• [Your goal]
Print all entries word for word.

Dataset entries

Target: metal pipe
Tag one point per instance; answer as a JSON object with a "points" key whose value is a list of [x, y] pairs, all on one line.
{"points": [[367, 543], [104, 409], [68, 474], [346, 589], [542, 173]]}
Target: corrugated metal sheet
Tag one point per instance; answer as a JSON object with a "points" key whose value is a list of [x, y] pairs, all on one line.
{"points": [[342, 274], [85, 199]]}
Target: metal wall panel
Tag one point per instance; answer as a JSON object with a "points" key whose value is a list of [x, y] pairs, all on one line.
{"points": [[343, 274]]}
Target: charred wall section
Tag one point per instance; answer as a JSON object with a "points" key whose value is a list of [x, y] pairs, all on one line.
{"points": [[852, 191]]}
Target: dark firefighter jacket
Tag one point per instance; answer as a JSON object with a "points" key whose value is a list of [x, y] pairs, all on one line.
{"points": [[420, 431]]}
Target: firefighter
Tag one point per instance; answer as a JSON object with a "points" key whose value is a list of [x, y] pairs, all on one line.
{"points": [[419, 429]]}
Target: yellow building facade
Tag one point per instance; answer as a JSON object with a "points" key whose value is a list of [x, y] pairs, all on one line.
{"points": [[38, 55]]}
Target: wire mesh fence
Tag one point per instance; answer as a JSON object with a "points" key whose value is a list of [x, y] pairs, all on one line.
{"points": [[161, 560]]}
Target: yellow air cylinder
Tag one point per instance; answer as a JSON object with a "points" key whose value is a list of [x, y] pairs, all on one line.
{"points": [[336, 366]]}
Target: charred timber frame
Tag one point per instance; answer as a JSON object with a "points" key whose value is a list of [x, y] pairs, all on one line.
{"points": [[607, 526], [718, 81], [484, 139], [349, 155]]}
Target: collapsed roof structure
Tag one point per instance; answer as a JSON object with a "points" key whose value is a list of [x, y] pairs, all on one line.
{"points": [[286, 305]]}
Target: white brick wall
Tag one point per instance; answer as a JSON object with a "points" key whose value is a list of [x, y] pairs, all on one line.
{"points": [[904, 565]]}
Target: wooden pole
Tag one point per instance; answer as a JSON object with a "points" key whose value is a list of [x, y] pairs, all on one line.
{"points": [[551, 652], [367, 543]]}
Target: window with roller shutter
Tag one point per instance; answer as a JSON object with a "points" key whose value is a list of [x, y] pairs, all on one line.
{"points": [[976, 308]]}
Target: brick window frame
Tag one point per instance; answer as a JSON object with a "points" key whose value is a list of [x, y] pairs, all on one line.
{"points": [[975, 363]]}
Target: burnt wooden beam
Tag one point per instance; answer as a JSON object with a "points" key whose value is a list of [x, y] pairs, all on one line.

• [Result]
Target: metal pipe
Tag one point per instance; answer as a JSON object with a "points" key whose value is a list of [x, y] pairs, all on one line.
{"points": [[367, 543], [104, 409], [68, 474], [346, 589], [542, 173]]}
Target: corrugated metal sheet
Tag one point per instance; answer as a JSON object with a "points" key whose value is a list of [x, y] pairs, all on one line.
{"points": [[342, 274], [85, 199]]}
Target: metal wall panel
Tag one point per instance; answer as a JSON object with a "points" key whose value is a list of [x, y] pairs, all on one line.
{"points": [[343, 274]]}
Target: charred wall section
Tag one point per instance; answer as a JSON object with a "points" key whose value is a list of [x, y] pairs, all on one line.
{"points": [[852, 191]]}
Target: dark firefighter jacket
Tag one point per instance; answer as a JSON object with a "points" key whose value is a list of [x, y] pairs, all on one line.
{"points": [[420, 431]]}
Target: firefighter
Tag one point per instance; answer as a JSON object with a "points" key whose value is a list of [x, y] pairs, all on one line.
{"points": [[419, 429]]}
Target: yellow building facade
Tag one point per instance; answer as a JSON object with a "points" key whose value is a list of [x, y] pairs, all on one line.
{"points": [[38, 55]]}
Target: wire mesh fence
Tag one point per instance; answer as a JSON object with a "points" key whose value is a list of [x, y] pairs, all on one line.
{"points": [[161, 560]]}
Target: yellow air cylinder
Tag one point per instance; answer as a JSON object with a "points" key whose value is a list of [x, y] pairs, all on one line.
{"points": [[336, 366]]}
Target: charred timber frame
Tag one point per instance; answer as a JSON object with a "points" key whose value is a list of [x, y] pairs, all on one line.
{"points": [[607, 526], [718, 81], [484, 139], [349, 155]]}
Target: collapsed roof structure
Tag one point per instance; answer as a JSON object with a "points" key whose value is a list of [x, y] pairs, all on one line.
{"points": [[286, 305]]}
Target: white brick wall
Tag one point per instance; answer as a JSON object with a "points" key whose value is a list of [x, y] pairs, all on one line.
{"points": [[904, 565]]}
Target: wooden pole
Tag one point per instance; answer as a JSON object with a "points" key whose value is a list of [x, y] pairs, all on one line.
{"points": [[551, 652], [367, 543]]}
Target: window with roller shutter
Tag one point per instance; answer as a JSON object with a "points" key whose value is a list of [x, y] pairs, all on one line.
{"points": [[976, 308]]}
Target: brick window frame
Tag one point per instance; answer as a JSON object with a "points" key whose value is a list of [x, y] pairs, all on one line.
{"points": [[975, 363]]}
Target: burnt wooden beam
Tag one point per instance; answer as a JSON object with a "points" key whose value is a list of [x, y] pairs, all on one line.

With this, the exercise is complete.